Problem to solve: Where a line of the records holds the string "wooden", copy that line.

Data records:
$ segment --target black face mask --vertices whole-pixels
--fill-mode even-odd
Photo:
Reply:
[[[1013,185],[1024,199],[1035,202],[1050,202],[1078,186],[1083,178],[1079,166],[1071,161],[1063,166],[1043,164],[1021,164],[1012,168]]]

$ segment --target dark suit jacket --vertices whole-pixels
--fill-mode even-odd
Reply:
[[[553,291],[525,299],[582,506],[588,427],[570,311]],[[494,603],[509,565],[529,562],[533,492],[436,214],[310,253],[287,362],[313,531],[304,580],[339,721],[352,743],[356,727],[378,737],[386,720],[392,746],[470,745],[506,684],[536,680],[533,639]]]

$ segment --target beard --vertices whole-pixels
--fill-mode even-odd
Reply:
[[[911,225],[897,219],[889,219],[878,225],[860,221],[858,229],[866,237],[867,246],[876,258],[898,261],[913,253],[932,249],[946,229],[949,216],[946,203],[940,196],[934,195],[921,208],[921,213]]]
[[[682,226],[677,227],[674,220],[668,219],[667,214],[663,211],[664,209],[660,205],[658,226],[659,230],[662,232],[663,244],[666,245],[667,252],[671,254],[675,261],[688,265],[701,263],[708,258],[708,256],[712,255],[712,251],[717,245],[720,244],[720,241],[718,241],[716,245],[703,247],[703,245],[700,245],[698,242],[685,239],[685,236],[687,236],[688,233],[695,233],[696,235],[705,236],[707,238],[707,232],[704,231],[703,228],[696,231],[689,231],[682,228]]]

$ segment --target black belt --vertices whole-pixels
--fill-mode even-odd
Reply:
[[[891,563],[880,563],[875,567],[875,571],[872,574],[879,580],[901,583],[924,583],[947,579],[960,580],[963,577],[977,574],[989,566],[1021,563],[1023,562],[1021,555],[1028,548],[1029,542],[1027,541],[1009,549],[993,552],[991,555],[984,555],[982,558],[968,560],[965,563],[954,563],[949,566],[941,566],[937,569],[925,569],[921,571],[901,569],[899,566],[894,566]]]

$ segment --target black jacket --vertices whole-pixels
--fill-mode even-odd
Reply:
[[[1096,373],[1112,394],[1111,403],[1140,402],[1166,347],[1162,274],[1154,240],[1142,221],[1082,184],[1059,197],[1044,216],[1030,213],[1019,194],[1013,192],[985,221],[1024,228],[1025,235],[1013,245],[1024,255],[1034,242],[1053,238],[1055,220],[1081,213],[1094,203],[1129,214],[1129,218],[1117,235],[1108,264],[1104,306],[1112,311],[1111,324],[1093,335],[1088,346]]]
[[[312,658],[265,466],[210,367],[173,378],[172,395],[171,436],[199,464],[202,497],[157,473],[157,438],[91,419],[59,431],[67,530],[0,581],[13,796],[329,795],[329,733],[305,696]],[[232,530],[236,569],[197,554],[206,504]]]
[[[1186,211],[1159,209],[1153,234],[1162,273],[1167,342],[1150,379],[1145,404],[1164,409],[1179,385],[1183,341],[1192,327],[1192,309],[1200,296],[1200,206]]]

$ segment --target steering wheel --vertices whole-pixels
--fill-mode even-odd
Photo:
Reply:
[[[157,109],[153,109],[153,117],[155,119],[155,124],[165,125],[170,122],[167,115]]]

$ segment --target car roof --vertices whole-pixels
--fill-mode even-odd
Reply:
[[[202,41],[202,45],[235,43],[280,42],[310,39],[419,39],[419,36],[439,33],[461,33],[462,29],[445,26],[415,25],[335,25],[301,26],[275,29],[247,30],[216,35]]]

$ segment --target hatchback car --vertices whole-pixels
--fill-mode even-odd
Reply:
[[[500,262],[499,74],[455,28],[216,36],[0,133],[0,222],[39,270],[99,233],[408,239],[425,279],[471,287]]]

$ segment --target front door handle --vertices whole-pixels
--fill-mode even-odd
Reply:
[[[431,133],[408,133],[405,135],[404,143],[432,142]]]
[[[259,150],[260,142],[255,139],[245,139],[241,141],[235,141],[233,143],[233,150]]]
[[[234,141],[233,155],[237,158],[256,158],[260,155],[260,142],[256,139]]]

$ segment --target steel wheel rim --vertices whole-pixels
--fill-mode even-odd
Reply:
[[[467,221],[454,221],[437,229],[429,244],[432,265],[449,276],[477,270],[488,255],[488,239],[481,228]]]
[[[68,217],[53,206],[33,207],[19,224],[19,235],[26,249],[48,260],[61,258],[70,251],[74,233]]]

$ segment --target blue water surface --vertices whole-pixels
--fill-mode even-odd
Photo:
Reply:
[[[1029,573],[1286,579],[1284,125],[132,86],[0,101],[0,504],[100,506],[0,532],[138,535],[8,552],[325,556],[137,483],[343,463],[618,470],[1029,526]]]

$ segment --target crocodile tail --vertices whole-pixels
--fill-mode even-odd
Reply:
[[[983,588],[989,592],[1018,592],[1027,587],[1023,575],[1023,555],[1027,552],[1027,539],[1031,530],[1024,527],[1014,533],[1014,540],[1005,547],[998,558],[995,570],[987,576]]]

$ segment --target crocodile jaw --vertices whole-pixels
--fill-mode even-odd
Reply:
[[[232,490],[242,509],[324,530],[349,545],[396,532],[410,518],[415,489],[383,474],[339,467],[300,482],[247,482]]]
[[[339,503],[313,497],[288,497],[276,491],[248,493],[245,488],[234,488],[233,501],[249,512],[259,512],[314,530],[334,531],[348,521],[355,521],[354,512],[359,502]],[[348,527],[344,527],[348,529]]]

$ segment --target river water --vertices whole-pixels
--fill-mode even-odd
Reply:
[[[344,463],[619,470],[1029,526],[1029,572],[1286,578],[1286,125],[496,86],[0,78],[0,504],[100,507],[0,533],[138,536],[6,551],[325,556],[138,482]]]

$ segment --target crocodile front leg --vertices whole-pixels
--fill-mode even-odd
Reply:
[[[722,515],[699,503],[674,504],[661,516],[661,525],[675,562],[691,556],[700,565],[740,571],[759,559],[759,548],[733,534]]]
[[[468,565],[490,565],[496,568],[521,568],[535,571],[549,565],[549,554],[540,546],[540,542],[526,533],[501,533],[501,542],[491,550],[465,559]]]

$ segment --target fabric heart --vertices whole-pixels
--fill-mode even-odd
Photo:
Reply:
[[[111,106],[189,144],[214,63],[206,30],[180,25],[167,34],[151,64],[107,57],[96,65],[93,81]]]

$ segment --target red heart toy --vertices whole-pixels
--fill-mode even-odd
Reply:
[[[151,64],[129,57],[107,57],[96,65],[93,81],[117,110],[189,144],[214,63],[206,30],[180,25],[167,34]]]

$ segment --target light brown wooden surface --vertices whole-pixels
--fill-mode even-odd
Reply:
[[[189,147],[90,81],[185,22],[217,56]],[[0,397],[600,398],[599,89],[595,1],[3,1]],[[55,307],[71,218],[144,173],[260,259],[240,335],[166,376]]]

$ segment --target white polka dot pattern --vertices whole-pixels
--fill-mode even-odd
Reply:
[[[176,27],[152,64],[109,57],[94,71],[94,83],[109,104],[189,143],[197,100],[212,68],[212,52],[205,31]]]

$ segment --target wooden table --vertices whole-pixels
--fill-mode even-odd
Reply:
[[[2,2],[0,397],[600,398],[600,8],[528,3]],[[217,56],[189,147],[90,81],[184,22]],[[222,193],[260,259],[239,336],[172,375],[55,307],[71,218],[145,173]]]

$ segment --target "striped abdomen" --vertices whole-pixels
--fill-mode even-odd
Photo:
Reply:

Reply to the exercise:
$ segment --target light brown wooden surface --vertices whole-pixels
$ segment --target wooden table --vertices whole-pixels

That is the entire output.